| WHAT YOU WILL DO |
Your answer must be the records, copied with no change.

| Stored items from a collection |
◇ ◇ ◇ ◇ ◇

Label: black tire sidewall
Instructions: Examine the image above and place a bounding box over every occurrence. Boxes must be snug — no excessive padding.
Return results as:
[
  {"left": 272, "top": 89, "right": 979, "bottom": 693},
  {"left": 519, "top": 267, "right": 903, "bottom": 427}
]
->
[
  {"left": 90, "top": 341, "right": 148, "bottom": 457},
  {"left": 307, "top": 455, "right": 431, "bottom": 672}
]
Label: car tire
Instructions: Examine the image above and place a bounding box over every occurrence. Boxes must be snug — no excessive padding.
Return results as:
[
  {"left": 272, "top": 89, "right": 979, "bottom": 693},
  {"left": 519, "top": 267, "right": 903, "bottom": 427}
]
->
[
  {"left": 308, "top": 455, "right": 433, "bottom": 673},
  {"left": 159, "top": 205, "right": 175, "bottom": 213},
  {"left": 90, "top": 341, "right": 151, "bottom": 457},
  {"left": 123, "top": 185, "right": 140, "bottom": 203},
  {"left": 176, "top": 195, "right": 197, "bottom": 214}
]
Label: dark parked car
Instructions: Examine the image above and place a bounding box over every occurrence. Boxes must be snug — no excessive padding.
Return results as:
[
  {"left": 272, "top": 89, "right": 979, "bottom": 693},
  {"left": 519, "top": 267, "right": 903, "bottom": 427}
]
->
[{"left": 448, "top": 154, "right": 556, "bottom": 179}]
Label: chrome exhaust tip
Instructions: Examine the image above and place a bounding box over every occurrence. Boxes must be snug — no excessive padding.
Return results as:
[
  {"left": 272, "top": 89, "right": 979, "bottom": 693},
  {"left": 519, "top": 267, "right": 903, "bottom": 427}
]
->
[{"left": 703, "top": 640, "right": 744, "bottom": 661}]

◇ ◇ ◇ ◇ ◇

| TASK RESPONSE |
Label: black tire sidewall
Instructions: Examine the image above and place a bounding box over every occurrence. Boxes must be snug — no excessive padding.
Return results as:
[
  {"left": 272, "top": 89, "right": 979, "bottom": 693},
  {"left": 519, "top": 267, "right": 903, "bottom": 427}
]
->
[
  {"left": 90, "top": 341, "right": 148, "bottom": 457},
  {"left": 307, "top": 455, "right": 431, "bottom": 672}
]
Label: car tire
Instructions: Examine the image above and place a bounding box over every occurrence. Boxes must be snug — no excessive padding.
Return results as:
[
  {"left": 272, "top": 89, "right": 979, "bottom": 693},
  {"left": 519, "top": 267, "right": 903, "bottom": 427}
]
->
[
  {"left": 308, "top": 455, "right": 433, "bottom": 673},
  {"left": 159, "top": 205, "right": 175, "bottom": 213},
  {"left": 90, "top": 341, "right": 151, "bottom": 457},
  {"left": 123, "top": 185, "right": 140, "bottom": 203},
  {"left": 176, "top": 195, "right": 197, "bottom": 214}
]
Label: dark parked car
Instructions: Examine the image above and place a bounding box over every occurrence. Boxes must be snug — no excessive padding.
Return results as:
[
  {"left": 272, "top": 89, "right": 979, "bottom": 693},
  {"left": 519, "top": 267, "right": 903, "bottom": 427}
]
->
[{"left": 448, "top": 154, "right": 556, "bottom": 179}]
Label: chrome exhaust tip
Instructions: Examine the image above and place a bounding box over every occurrence. Boxes must be snug — no excessive padding.
Return results as:
[
  {"left": 272, "top": 89, "right": 979, "bottom": 693},
  {"left": 519, "top": 267, "right": 903, "bottom": 427}
]
->
[{"left": 703, "top": 640, "right": 744, "bottom": 661}]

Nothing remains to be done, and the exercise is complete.